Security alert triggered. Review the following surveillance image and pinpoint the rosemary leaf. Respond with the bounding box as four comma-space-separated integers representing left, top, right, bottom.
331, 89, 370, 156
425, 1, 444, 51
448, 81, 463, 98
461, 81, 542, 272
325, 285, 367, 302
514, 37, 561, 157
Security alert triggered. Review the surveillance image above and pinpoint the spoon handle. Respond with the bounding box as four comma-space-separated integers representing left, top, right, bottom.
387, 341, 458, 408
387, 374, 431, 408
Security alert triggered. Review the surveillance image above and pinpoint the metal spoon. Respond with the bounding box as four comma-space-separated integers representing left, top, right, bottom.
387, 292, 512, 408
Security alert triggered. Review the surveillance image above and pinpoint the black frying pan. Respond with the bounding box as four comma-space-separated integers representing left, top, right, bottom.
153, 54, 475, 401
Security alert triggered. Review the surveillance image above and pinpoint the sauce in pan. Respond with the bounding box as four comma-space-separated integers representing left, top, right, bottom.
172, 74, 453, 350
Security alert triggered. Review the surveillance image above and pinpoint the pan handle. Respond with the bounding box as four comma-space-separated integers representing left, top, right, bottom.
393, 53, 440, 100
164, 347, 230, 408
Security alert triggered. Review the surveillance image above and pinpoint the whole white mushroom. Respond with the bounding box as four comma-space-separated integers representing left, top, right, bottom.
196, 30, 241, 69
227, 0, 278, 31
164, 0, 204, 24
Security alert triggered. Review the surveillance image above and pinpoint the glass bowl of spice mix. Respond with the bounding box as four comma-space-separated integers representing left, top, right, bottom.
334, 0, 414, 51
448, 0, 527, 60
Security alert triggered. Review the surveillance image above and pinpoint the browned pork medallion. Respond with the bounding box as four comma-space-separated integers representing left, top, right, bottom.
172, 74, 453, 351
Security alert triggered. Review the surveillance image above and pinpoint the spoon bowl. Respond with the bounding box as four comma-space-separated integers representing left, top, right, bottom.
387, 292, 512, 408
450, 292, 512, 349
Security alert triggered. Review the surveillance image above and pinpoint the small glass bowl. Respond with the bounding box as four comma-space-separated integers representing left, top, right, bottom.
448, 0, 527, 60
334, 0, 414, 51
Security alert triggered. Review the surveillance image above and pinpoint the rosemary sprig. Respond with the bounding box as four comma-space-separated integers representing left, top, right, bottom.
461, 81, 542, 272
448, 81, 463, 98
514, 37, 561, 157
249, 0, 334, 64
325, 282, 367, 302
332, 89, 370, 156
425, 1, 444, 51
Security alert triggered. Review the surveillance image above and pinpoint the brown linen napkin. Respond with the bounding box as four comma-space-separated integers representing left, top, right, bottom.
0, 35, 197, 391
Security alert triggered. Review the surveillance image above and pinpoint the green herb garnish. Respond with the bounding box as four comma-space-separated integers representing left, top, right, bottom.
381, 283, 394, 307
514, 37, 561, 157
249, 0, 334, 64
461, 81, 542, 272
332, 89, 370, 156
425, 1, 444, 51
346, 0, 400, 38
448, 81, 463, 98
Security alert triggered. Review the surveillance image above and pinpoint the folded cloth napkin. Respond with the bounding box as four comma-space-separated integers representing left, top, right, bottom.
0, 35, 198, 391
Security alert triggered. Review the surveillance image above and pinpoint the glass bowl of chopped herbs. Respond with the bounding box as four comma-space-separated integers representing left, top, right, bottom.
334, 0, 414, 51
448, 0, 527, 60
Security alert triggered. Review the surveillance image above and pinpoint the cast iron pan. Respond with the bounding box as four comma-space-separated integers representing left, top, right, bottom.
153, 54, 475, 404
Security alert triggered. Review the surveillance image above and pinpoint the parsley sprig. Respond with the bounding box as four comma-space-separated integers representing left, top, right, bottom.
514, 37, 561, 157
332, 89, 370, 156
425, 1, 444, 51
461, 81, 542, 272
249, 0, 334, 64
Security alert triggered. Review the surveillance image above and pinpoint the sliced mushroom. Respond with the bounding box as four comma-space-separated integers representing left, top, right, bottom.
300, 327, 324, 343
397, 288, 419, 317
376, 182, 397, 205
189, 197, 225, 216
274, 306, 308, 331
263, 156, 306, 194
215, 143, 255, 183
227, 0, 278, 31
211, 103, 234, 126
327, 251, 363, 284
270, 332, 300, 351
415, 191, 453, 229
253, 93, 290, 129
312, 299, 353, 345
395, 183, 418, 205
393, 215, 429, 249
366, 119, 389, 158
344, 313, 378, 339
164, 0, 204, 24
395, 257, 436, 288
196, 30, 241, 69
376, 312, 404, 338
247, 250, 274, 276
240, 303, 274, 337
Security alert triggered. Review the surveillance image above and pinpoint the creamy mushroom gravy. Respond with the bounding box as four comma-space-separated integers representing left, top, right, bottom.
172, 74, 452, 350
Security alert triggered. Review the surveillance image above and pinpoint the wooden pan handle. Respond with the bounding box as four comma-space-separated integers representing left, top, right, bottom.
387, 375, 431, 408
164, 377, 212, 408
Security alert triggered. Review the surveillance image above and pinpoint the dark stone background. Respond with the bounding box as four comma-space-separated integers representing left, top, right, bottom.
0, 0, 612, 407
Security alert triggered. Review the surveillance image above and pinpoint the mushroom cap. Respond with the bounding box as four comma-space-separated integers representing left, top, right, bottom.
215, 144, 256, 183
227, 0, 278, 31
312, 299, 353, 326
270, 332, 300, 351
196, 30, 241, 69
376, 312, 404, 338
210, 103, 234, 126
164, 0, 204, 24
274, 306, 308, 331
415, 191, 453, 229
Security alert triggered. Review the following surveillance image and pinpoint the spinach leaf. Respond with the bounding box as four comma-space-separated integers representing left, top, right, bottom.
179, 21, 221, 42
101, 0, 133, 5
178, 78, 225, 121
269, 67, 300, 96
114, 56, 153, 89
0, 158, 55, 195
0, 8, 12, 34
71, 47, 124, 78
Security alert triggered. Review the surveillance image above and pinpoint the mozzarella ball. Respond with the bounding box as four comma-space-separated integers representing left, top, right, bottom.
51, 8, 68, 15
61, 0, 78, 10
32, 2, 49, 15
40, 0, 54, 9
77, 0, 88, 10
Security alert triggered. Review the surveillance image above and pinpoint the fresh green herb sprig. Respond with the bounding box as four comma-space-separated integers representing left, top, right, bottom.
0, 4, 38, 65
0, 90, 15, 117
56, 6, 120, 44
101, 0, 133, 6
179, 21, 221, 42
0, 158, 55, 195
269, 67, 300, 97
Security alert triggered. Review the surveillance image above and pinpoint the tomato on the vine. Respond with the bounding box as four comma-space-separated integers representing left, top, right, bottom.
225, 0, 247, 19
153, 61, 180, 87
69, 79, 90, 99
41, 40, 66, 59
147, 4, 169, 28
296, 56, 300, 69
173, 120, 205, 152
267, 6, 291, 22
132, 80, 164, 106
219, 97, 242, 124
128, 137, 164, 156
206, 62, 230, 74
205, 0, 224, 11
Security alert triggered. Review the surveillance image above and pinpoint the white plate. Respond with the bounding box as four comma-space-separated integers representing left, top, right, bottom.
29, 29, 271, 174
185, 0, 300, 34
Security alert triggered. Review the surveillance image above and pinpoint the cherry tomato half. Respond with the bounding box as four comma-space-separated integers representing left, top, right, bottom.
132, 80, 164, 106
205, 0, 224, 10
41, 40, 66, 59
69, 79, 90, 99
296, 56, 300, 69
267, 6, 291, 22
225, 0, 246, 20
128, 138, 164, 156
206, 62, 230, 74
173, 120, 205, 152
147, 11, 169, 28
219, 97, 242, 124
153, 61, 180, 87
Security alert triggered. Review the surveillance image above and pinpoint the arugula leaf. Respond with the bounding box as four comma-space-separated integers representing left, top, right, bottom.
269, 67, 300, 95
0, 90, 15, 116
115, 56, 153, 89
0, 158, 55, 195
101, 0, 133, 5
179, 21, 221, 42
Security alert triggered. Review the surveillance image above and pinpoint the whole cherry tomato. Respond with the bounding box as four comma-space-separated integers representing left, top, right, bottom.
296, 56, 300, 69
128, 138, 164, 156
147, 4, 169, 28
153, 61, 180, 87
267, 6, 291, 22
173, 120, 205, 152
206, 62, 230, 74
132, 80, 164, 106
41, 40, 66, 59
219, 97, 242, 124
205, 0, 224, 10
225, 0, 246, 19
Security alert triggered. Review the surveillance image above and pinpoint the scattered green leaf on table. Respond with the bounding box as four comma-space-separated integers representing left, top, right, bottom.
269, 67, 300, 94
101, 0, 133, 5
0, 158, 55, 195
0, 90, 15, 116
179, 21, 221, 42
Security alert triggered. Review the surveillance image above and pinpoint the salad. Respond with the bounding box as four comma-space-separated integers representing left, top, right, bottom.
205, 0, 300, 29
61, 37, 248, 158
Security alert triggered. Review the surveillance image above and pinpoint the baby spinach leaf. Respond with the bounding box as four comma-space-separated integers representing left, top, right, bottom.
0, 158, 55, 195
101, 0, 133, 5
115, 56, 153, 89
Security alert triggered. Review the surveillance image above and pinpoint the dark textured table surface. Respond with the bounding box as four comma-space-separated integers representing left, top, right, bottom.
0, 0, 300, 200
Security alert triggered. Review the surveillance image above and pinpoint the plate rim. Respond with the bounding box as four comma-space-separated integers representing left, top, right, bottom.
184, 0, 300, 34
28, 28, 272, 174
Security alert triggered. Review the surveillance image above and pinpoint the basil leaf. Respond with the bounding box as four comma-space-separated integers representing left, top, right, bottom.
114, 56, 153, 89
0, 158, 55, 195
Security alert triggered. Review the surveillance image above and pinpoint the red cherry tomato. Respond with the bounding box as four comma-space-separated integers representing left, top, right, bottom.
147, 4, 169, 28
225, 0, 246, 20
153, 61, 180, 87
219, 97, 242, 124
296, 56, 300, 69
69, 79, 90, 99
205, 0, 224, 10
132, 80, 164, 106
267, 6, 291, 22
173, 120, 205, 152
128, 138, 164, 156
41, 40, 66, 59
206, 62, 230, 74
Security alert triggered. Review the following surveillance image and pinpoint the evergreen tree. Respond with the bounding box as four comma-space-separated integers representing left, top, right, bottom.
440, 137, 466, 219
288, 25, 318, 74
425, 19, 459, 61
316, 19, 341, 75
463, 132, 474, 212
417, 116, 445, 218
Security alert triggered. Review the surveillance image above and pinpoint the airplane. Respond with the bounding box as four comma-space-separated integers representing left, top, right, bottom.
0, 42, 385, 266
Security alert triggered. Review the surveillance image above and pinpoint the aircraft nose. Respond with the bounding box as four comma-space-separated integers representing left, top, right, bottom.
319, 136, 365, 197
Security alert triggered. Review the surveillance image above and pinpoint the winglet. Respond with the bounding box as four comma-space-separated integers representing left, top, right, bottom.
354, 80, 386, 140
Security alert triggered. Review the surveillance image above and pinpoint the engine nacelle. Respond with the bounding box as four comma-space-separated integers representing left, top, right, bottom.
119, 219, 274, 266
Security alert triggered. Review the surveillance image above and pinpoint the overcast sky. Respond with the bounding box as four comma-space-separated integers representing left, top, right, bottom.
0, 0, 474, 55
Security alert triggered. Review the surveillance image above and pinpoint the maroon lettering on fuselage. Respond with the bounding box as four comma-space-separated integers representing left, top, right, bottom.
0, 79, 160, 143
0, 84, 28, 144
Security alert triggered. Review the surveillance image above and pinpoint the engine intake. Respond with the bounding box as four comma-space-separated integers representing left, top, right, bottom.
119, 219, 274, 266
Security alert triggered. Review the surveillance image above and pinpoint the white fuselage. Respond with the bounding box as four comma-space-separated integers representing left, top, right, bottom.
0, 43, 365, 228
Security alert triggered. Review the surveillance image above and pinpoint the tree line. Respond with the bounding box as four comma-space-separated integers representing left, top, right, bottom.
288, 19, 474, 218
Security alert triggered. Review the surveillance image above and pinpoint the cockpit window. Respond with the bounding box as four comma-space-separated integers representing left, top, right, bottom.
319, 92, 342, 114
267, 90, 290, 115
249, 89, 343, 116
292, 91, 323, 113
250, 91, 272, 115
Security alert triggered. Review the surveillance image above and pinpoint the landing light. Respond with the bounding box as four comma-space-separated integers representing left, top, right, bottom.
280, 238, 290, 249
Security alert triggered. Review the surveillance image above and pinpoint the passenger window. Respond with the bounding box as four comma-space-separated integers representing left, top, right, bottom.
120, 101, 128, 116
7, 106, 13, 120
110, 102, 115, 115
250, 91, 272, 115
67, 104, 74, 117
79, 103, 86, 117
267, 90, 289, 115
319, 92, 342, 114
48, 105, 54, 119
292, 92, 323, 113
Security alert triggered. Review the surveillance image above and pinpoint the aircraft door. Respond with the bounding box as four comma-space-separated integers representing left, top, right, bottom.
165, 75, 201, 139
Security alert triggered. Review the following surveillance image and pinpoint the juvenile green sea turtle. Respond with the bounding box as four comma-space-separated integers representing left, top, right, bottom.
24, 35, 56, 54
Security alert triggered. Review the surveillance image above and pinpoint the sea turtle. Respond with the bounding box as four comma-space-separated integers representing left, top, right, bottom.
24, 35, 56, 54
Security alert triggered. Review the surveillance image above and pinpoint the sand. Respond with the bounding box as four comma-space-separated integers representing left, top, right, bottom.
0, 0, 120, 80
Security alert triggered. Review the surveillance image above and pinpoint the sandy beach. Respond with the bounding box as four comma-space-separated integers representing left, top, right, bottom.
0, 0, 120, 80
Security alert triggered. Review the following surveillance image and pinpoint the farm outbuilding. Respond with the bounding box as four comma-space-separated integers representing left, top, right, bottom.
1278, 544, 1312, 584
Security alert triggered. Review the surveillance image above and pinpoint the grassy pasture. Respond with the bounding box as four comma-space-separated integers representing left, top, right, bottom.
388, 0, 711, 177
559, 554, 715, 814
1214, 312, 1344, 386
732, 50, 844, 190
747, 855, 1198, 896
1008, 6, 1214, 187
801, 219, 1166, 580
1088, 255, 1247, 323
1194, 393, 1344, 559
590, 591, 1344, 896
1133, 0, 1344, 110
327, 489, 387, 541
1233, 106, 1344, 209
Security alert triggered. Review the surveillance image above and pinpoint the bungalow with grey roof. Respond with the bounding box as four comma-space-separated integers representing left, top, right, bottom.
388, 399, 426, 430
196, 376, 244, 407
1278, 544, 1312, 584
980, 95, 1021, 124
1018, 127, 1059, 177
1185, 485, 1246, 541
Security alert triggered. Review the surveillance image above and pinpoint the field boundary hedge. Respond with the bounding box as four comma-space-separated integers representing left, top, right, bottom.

───

**Problem details**. Reproduce verbatim the part of the material above that opens with the line containing "the rosemary sprig." and closes with the line containing "0, 35, 197, 391", including both of those lines.

**Task solution**.
Security alert triggered. Review the surveillance image above and pinpoint the rosemary sprig. Respond with the bounding box as four comma-space-separated integers representing left, top, right, bottom.
461, 81, 542, 272
448, 81, 463, 98
514, 37, 561, 157
249, 0, 334, 64
325, 282, 367, 302
332, 89, 370, 156
425, 1, 444, 51
Security alert triggered. Review the surveillance image above and pinpoint the brown linen napkin. Respond with the bounding box as four comma-space-separated integers representing left, top, right, bottom.
0, 35, 197, 391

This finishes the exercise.